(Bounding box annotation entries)

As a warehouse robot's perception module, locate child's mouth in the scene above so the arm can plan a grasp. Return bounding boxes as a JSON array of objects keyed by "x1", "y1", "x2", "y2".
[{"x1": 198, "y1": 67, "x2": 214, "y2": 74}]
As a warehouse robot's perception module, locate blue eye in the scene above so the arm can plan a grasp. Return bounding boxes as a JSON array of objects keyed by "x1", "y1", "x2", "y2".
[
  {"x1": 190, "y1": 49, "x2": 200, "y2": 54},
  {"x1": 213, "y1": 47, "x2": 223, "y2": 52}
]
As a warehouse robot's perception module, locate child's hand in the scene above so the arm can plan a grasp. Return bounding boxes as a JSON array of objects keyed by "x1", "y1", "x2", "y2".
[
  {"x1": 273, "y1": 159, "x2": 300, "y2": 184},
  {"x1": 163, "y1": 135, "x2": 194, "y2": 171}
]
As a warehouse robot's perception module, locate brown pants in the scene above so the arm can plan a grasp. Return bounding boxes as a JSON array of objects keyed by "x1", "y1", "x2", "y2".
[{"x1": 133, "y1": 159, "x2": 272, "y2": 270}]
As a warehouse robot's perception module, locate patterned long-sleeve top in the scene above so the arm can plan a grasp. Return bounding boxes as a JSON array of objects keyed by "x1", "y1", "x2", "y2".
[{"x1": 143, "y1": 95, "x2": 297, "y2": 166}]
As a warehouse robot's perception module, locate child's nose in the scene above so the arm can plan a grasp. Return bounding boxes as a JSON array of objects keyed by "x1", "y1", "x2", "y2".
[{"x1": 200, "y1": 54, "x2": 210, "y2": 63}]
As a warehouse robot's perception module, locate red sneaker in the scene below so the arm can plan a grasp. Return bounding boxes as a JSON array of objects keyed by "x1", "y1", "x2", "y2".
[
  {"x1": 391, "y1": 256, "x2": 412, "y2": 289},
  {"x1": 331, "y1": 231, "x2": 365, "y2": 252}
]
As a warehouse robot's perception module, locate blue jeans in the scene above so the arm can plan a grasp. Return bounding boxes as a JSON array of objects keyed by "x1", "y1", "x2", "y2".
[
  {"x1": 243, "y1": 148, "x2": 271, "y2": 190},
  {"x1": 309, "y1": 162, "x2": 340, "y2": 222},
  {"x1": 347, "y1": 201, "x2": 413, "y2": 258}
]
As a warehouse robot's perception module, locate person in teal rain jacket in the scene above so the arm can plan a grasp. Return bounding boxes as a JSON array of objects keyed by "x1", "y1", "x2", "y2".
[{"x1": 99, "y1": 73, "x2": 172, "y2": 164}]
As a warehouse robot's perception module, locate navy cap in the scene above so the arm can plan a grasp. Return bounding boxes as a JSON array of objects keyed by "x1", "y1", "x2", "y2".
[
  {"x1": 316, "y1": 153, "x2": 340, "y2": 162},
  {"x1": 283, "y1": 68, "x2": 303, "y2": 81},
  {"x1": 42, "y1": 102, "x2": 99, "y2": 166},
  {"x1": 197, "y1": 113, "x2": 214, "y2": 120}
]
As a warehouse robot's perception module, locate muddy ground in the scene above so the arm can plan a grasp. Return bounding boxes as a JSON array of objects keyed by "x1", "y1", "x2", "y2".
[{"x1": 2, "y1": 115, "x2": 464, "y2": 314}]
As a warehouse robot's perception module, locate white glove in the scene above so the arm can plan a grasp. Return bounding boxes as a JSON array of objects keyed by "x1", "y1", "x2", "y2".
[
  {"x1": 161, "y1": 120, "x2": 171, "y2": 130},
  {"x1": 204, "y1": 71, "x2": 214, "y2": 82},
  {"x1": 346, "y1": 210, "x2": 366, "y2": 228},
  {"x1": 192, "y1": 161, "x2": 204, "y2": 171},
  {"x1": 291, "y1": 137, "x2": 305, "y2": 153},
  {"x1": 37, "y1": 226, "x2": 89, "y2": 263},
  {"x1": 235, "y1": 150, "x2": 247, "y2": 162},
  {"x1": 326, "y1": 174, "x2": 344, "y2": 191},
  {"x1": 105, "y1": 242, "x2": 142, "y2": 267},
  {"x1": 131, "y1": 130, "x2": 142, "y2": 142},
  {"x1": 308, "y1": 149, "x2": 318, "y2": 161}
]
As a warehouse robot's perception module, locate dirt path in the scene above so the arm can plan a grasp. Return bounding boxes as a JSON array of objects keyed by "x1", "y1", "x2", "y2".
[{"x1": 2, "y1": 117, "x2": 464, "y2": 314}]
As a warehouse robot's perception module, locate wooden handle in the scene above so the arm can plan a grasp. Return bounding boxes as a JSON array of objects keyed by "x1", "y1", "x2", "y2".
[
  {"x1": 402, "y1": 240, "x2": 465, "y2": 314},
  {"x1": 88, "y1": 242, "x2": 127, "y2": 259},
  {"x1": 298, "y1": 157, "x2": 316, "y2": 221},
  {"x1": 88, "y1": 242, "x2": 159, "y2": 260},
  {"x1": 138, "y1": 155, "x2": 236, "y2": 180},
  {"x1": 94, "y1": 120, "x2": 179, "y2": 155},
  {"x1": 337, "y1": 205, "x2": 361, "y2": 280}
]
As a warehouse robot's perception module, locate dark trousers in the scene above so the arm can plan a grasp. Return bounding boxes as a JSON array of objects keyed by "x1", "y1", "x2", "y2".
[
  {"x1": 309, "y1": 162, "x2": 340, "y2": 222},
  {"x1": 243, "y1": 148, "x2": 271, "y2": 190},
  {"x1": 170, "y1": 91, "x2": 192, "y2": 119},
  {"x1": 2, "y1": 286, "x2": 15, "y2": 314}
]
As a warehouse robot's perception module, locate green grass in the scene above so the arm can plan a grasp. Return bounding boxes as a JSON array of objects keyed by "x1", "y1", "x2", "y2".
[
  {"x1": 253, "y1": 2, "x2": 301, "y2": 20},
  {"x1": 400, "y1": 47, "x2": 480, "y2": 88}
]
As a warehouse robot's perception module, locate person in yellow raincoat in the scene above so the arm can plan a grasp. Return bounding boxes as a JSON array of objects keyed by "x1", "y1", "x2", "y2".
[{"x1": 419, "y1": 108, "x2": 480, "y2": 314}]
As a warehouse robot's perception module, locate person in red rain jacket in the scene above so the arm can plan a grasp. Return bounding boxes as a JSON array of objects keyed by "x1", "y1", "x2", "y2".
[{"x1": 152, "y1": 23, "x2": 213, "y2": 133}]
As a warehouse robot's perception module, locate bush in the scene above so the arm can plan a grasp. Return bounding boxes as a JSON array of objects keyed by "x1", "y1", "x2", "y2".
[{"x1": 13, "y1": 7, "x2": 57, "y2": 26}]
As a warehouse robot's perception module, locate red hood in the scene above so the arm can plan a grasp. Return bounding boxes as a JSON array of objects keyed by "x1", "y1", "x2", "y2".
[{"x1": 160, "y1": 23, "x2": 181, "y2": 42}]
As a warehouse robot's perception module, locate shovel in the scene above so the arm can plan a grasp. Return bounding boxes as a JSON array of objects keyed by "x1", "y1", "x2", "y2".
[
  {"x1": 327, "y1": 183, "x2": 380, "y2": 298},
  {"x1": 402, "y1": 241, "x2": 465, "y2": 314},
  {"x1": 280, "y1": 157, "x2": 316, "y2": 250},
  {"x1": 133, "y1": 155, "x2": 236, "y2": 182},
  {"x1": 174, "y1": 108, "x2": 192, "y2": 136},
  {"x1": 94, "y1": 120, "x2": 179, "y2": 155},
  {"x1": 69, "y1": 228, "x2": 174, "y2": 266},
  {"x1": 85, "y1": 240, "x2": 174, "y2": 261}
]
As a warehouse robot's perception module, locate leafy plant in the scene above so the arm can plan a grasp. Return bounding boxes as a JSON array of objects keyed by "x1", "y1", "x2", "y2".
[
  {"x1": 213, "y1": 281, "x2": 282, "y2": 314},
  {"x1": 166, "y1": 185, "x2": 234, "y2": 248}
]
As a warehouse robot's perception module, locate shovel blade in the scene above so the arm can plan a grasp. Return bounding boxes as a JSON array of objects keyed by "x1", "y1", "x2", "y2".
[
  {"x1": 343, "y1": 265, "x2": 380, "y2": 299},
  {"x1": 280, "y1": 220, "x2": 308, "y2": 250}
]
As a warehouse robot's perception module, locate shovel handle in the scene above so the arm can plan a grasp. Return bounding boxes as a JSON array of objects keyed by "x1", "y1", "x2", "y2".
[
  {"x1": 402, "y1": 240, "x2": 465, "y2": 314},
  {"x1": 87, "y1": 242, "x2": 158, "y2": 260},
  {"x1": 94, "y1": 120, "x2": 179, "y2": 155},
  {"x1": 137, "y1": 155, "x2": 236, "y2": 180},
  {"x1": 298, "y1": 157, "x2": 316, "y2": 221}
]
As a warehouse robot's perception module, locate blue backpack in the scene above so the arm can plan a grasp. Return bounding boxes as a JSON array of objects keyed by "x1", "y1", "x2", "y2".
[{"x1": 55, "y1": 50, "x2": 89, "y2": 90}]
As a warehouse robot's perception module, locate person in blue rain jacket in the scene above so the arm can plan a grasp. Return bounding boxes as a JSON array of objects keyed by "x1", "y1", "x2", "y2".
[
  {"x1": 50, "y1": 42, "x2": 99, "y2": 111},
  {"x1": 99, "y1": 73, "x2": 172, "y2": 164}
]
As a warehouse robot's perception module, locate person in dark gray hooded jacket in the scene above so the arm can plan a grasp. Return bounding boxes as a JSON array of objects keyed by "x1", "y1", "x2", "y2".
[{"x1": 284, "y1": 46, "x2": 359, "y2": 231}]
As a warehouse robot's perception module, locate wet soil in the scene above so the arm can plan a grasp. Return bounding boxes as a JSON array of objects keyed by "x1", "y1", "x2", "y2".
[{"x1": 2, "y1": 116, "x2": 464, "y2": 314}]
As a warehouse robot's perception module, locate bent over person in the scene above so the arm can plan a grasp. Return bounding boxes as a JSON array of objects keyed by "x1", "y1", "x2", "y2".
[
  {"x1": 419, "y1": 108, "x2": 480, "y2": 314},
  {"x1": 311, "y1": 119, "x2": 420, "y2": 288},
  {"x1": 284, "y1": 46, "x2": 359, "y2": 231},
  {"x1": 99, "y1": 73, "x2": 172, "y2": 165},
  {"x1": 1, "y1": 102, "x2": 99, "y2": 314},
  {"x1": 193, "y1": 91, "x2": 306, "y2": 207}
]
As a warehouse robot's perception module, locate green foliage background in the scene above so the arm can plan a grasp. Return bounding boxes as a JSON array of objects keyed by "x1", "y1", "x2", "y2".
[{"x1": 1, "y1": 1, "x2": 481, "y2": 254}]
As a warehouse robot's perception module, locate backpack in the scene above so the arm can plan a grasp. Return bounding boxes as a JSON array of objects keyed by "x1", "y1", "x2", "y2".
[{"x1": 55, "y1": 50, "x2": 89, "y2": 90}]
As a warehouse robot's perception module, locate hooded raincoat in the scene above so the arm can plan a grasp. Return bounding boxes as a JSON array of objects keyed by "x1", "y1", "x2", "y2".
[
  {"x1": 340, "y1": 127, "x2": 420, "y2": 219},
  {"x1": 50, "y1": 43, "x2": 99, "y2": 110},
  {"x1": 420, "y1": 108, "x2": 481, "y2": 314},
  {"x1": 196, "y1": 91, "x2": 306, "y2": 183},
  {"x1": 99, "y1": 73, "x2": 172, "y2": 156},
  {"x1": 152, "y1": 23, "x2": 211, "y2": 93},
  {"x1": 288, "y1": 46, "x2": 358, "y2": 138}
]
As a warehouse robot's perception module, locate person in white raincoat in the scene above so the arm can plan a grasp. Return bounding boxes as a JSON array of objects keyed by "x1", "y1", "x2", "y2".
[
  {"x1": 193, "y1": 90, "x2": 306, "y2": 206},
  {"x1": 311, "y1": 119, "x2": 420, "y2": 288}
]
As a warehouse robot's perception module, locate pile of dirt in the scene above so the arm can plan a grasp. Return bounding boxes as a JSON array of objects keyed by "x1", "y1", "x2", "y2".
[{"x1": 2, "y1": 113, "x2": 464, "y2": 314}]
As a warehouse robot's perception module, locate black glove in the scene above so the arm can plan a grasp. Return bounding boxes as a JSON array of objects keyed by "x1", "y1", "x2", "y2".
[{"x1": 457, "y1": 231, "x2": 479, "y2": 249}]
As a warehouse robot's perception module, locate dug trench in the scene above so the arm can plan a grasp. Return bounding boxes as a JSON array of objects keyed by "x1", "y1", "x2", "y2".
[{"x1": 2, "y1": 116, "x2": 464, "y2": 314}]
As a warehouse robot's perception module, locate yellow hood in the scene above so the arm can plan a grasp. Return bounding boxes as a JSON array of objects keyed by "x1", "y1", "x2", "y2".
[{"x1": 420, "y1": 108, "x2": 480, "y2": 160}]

Exercise: Filter the records above down to the lines that contain the word "handle", and copy each such line in full.

Correct result:
As a warehouse robot's perception module, locate wooden handle in the scene above so the arm can plan a grasp. Return bounding boxes as a JSON array of objects keyed by "x1", "y1", "x2", "y2".
As a warehouse robot's perception module, locate shovel handle in the scene above so the arm can plan a grasp. Return bounding boxes as a JSON array of objects keyed by "x1", "y1", "x2", "y2".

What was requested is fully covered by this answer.